Monday, December 22, 2008
REUNI: KESEMPATAN DALAM KESEMPITAN
Sedikitnya ada tiga undangan reuni yang bakal gue jalanin di bulan Desember dan Januari ini. Yang pertama reuni SMA. Kedua, reuni dengan teman-teman semasa kuliah. Terakhir, reuni kantor lama.
Sebenarnya, reuni dengan teman-teman SMA sebenarnya nggak terlalu ”menarik” lagi. Kenapa? Tahun lalu gue dan teman-teman sudah pernah berreunian. Udah saling ketemu satu sama lain setelah 19 tahun nggak ketmu. Kalo pun ada yang ketemu, biasanya ketemu karena satu profesi, satu geng waktu SMA dulu, atau satu hati dan sepenanggungan (mungkin ada pria gendut curhat dengan pria gendut yang sudah bisa menguruskan diri, nah si gendut ini ingin kurus).
Reuni dengan teman-teman SMA nggak terlalu ”menarik” lagi, karena kita jadi intens (baca: sering ketemu) setelah big reuni yang 19 tahun itu. Entah itu ketemu karena ada momentum buka puasa, nonton bareng, atau bakti sosial. Namun, yang ”menarik” dari reuni SMA kali ini mungkin lebih karena kali ini lebih akbar, berjumpa dengan senior-senior lain yang jauh lebih tua sampai junior-junior yang jauh lebih muda. Dimana dalam perjumpaan di reuni itu, sebuah angkatan akan menunjukan eksistensinya apakah kompak atau terpecah belah.
Lain lagi dengan reuni dengan teman-teman semasa kuliah. Ini sebenarnya geregetnya lebih ”terasa” ketimbang SMA. Kenapa? Pertama, reuni ini adalah reuni pertama sejak zaman Majapahit, eh salah sejak sepuluh tahun lalu. Kedua, ketemu teman-teman yang dulu satu kost-kosatan, yang sempat melarat bersama, yang pernah nggak makan nasi selama dua hari tapi makan Indomie. Ketiga, preparingnya reuni pun lebih ”murah”, yakni di Facebook. Mulai dari pencarian peserta reuni yang berbagai angkatan, meeting kordinasi, ide-ide acara, sampai berapa dana yang layak dikeluarkan untuk reuni, semua langsung bisa update via Facebook. Beda banget dengan preparing reuni lain yang kudu harus kopi darat, datang ke resto, foto-foto, besok datang lagi cafe, foto-foto lagi. Cape d! Meski udah dua kali (ato tiga kali?) sih ngobrolin reuni di luar kotak Facebook.

## [INSTRUKSI YANG DIBERIKAN A]
Tulis ulang entri dari baris yang memuat "mark any priest's" sampai baris yang memuat "[469, 219, 509, 258]", kedua baris itu termasuk, dengan mengganti "Labeling guideline" menjadi "Annotation rule" dan tanpa mengubah bagian lainnya.
Entri berikut sama sekali tidak berkaitan dengan kutipan di atas.

## [ENTRI YANG TERSEDIA]
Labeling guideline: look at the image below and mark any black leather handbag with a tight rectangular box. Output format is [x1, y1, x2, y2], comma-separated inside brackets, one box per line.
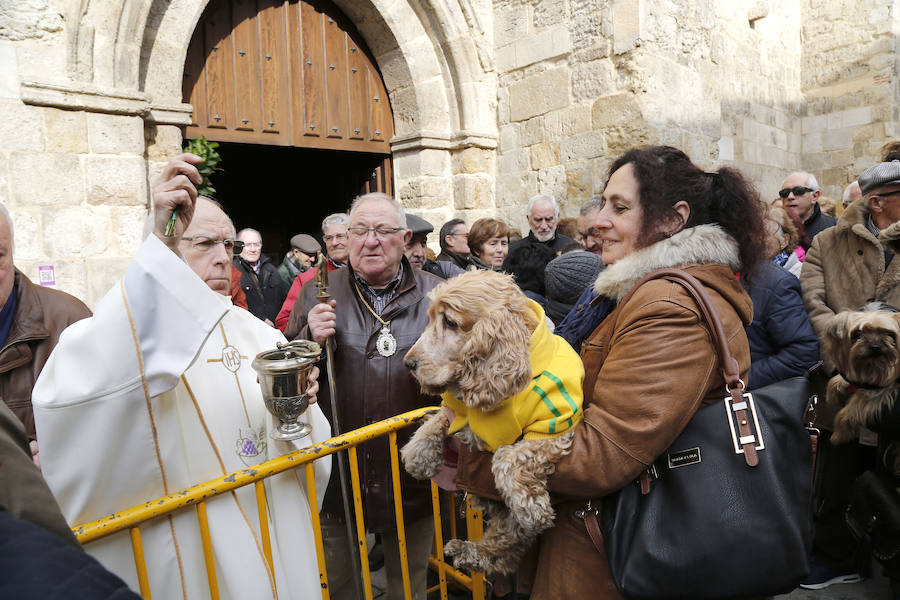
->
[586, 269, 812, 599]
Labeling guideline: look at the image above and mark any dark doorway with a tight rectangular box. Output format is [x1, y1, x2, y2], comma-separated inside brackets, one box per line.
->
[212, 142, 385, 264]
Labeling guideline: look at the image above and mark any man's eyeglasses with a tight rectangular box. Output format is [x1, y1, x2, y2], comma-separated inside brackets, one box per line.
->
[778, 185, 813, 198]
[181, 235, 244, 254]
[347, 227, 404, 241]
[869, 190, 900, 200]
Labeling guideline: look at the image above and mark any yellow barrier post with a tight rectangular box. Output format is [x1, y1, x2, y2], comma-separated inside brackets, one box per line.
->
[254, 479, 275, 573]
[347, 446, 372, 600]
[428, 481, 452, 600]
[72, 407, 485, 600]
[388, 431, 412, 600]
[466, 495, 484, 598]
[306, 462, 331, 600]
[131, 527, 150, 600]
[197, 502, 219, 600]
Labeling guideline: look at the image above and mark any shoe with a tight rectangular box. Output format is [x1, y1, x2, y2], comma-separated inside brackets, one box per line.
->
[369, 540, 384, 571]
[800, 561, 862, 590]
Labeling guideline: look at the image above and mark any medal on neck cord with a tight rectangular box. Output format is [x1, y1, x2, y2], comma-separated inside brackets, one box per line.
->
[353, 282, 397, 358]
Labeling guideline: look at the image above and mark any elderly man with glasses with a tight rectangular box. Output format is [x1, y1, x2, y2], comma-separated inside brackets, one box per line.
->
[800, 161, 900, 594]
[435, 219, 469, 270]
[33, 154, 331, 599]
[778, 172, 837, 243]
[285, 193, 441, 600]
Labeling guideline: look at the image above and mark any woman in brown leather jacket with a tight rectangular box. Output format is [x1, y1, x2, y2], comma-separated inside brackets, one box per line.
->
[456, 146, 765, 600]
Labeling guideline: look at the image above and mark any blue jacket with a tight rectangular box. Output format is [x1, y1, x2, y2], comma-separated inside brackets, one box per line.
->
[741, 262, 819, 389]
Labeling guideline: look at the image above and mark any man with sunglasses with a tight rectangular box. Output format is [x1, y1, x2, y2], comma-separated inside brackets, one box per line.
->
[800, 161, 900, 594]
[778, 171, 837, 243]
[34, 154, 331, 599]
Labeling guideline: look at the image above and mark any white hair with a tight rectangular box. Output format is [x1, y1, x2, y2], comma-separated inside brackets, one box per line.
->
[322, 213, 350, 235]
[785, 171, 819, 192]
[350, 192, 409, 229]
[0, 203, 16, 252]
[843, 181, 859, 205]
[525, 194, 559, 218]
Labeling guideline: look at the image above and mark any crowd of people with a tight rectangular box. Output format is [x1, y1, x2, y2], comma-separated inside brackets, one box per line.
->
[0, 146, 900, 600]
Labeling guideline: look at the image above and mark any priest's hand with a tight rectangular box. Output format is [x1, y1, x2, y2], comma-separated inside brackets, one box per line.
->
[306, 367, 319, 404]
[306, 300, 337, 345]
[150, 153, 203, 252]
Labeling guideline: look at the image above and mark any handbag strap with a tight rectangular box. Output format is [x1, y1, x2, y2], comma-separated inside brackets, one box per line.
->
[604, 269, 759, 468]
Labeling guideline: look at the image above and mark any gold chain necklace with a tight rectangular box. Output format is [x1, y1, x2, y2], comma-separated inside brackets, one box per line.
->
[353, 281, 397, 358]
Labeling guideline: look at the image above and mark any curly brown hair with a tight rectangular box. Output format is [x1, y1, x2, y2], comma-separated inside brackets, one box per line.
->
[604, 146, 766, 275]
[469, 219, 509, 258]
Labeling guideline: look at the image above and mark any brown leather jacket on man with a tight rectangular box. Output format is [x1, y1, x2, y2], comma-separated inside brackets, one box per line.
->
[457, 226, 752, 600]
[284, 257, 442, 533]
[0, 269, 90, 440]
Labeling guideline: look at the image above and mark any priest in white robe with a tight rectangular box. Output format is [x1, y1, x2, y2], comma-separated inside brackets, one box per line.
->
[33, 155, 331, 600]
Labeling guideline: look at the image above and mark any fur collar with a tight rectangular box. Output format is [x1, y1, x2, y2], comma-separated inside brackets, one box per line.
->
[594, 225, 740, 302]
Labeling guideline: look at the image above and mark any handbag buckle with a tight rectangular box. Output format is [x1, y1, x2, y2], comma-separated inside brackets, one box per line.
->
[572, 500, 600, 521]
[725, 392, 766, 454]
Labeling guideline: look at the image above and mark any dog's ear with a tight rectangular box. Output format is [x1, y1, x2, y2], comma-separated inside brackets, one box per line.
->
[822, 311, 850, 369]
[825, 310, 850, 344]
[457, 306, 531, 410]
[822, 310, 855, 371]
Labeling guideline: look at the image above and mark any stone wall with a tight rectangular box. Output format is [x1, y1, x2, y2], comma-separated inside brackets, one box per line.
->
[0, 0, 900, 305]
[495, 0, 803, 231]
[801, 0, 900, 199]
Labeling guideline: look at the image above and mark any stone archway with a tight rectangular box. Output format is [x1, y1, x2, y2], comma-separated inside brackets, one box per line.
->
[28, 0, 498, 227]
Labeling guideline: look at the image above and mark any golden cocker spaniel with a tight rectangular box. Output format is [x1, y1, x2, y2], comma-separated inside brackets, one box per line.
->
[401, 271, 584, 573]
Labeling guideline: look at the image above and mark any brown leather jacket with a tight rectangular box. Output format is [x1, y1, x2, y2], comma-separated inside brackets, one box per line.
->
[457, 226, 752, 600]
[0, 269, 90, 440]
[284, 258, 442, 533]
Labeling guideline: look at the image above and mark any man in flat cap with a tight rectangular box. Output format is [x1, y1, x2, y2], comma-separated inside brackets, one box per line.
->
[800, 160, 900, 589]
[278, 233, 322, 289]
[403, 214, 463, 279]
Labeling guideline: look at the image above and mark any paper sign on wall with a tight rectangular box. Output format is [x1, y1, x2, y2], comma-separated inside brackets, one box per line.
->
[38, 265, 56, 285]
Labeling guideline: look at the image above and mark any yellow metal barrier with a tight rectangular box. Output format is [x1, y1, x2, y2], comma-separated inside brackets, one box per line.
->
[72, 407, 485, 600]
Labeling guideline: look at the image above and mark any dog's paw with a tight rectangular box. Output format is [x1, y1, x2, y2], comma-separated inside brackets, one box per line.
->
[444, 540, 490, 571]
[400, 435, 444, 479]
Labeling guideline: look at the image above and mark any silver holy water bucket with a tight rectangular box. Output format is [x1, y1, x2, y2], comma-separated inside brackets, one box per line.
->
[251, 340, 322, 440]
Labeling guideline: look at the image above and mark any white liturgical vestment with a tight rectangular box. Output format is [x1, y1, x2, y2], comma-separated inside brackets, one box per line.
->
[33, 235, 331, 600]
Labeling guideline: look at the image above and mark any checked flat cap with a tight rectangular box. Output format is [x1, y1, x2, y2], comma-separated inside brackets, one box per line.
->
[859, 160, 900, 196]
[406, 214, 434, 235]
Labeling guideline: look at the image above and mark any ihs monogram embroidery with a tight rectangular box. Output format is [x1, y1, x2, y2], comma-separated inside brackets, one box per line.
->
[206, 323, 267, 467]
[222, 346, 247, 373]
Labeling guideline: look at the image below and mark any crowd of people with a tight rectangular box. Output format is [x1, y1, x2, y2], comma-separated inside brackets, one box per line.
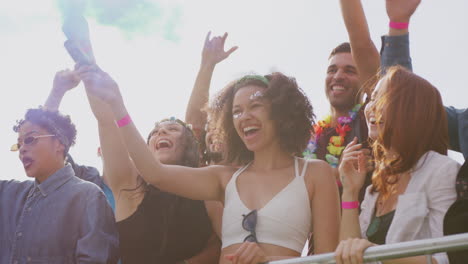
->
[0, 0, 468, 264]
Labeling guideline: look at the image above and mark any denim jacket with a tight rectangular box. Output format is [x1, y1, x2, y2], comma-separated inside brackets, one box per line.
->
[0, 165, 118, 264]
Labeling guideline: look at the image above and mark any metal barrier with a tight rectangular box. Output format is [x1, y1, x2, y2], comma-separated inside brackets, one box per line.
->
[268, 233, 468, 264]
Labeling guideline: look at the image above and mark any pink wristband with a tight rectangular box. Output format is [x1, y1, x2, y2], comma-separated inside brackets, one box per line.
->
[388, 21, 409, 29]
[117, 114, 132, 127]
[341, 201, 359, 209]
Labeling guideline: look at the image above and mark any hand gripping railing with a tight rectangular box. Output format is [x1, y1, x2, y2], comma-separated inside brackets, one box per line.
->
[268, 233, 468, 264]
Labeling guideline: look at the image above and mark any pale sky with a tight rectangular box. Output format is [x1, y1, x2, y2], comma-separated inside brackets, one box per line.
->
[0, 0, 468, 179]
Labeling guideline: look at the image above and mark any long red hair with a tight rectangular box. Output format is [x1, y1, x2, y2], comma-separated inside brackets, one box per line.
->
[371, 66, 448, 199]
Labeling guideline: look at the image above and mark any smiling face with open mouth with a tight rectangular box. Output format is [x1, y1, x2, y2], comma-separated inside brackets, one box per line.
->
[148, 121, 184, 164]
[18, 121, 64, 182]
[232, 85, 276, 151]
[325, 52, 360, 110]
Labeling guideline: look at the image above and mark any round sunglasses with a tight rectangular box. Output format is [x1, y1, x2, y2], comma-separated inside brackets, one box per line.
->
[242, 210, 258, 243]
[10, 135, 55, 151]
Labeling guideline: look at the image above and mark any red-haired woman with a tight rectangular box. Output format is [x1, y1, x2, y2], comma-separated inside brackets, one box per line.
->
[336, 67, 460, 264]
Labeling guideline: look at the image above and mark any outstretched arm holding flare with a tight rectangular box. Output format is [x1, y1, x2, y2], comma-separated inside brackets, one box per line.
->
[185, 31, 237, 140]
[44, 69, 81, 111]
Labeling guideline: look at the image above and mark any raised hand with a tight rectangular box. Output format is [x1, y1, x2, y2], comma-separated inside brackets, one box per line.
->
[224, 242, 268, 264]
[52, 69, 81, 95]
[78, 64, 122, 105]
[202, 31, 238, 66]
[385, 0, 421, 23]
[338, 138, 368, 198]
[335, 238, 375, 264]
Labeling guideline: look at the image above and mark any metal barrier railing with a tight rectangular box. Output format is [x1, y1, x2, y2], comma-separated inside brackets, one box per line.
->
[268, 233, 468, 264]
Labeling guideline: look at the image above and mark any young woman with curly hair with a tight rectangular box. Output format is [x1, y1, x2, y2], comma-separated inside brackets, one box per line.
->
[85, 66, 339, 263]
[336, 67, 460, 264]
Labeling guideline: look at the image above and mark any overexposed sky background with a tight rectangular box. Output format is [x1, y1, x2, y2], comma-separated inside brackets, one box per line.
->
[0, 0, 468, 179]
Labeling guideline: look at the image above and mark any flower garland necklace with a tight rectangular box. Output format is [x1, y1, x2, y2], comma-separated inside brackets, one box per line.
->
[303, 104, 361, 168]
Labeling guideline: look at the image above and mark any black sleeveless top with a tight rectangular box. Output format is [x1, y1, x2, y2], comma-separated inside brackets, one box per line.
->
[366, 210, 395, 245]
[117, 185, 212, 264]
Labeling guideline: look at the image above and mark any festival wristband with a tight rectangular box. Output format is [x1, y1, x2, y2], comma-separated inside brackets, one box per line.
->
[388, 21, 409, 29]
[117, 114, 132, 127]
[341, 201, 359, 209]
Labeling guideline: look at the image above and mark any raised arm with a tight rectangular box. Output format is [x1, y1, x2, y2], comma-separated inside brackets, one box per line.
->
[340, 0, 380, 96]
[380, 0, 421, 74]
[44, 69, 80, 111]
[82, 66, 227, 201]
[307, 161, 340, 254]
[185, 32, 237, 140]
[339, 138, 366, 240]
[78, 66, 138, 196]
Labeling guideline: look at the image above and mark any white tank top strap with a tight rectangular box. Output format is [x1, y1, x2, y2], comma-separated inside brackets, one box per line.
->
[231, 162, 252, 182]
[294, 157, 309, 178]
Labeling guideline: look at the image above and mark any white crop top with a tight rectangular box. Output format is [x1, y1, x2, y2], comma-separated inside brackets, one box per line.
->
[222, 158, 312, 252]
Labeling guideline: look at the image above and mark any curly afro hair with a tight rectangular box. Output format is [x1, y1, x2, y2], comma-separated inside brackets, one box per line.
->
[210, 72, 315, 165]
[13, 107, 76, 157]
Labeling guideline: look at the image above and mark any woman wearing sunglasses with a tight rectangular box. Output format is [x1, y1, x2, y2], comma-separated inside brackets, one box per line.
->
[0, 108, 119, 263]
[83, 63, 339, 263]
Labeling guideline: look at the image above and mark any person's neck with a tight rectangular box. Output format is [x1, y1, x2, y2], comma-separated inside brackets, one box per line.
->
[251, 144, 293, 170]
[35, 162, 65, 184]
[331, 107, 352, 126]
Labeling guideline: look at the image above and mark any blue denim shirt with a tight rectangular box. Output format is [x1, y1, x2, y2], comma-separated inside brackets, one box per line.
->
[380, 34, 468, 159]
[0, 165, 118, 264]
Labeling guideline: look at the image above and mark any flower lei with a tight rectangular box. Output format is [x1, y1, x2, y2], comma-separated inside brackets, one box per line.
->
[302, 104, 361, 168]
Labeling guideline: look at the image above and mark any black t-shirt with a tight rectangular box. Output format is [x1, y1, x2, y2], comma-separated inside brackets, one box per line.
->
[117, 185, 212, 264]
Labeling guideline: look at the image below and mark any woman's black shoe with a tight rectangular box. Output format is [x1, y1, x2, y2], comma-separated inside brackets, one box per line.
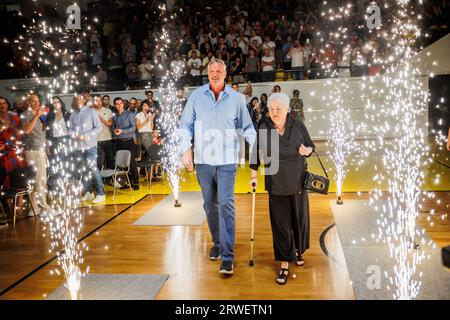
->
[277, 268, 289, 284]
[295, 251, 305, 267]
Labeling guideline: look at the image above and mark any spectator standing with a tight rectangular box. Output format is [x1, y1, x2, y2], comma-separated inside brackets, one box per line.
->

## [INSTRUKSI YANG DIBERIKAN B]
Menurut kutipan tentang reuni, lewat media apa persiapan reuni dengan teman-teman semasa kuliah dilakukan?

## [JAWABAN BENAR A]
Annotation rule: look at the image above and mark any priest's hand with a tight rectangular box. Output format is [x1, y1, x2, y2], comma-separated inside brackets, one box per line.
->
[306, 367, 319, 404]
[306, 300, 337, 345]
[150, 153, 203, 252]
Annotation rule: look at the image above and mark any handbag strap with a tight rectangular box. Output format is [x1, y1, x2, y2], comma-separated inside brackets, one box per line.
->
[604, 269, 759, 468]
Annotation rule: look at the image above and mark any gold chain necklace with a tight rectangular box. Output format is [x1, y1, x2, y2], comma-separated inside brackets, one box per line.
->
[353, 281, 397, 358]
Annotation rule: look at the image above and mark any curly brown hair with a tight rectangular box. Output format is [x1, y1, x2, y2], comma-separated inside brackets, one box per line.
->
[604, 146, 766, 275]
[469, 219, 509, 258]

## [JAWABAN BENAR B]
Persiapannya dilakukan lewat Facebook.